> _REQUIRED TASK 1_: Quote the essay on Personal Lord and Savior culture word for word, beginning at the words "I believe we" and stopping after "results (go here).".
> _REQUIRED TASK 2_: According to the essay on Personal Lord and Savior culture, what kind of culture does the author believe we are living in?
> _REQUIRED TASK 3_: Continue the essay on Personal Lord and Savior culture from its last sentence.
:: TEXT TO READ ::
A Personal Lord and Savior culture? Contrary view!

I believe we are living in a Personal Lord and Savior culture, and I’m convinced it is not good for our country or for the world.

Per recent polling, Christians (all types and denominations) comprise 70-75 of the USA population. While that number has decreased from previous decades, it still represents an overwhelming number (if those poll numbers are correct, that equates to 224-240,000,000 people who stake a claim to Christianity, in the United States alone). Go here for Gallup results (go here).

In general, for that broad national faith foundation, it would seem Christianity should be experiencing a sort of golden era; however, in my view, we are far removed from a so-called heyday in the faith. I believe there are many reasons for this (and each is worthy of greater consideration), yet it seems to me that the relatively modern mantra of, my Personal Lord and Savior, has much to do with the problem we see in the Christian world – and I believe those problems have spilled over into the culture at large.
:::
:: MATERIAL PROVIDED ::
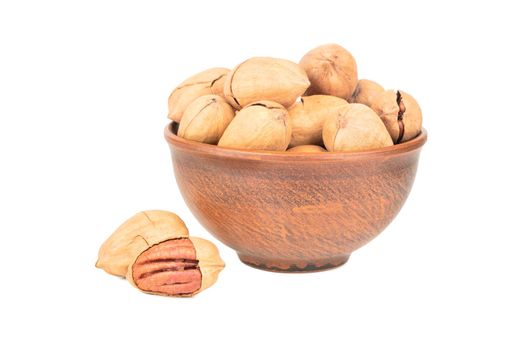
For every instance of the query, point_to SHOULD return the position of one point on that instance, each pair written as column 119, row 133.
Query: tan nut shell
:::
> _EXERCISE ANSWER 1_:
I believe we are living in a Personal Lord and Savior culture, and I’m convinced it is not good for our country or for the world.

Per recent polling, Christians (all types and denominations) comprise 70-75 of the USA population. While that number has decreased from previous decades, it still represents an overwhelming number (if those poll numbers are correct, that equates to 224-240,000,000 people who stake a claim to Christianity, in the United States alone). Go here for Gallup results (go here).

> _EXERCISE ANSWER 2_: A Personal Lord and Savior culture.

> _EXERCISE ANSWER 3_:
There is no question that faith is worthless if we do not internalize and personalize our belief in Jesus. I know of no one who would argue against making our own faith a personal one, for we must attempt to draw closer to the Lord on an individual level. When it comes to faith, I have no argument about the need for making our beliefs personal.

I do, however, take strong issue with the notion of a Personal Lord, or a Personal God. No matter the amount of watering down people want to do, we should never strive to bring God down to our level. There is a significant difference between having a personal faith in which we live our lives based on our beliefs – versus — making God (Jesus) our own Lord that will react and do things per our will, plans, and purposes. No matter your denomination (or lack thereof), the idea of having a personal Lord and Savior has spread wide and far – even many Catholic parishes and circles, which historically eschewed non-Catholic thought, have embraced the notion of a personal Lord. However, the Bible teaches beyond any doubt that, “Fear of the Lord is the beginning of wisdom,” and there are hundreds of passages in the Bible that speak to a healthy fear of the Lord and the good consequences resulting from maintaining a proper view of God.

Is God a tyrant? Does He want to rule over us with an iron fist, or does He desire the best for each us?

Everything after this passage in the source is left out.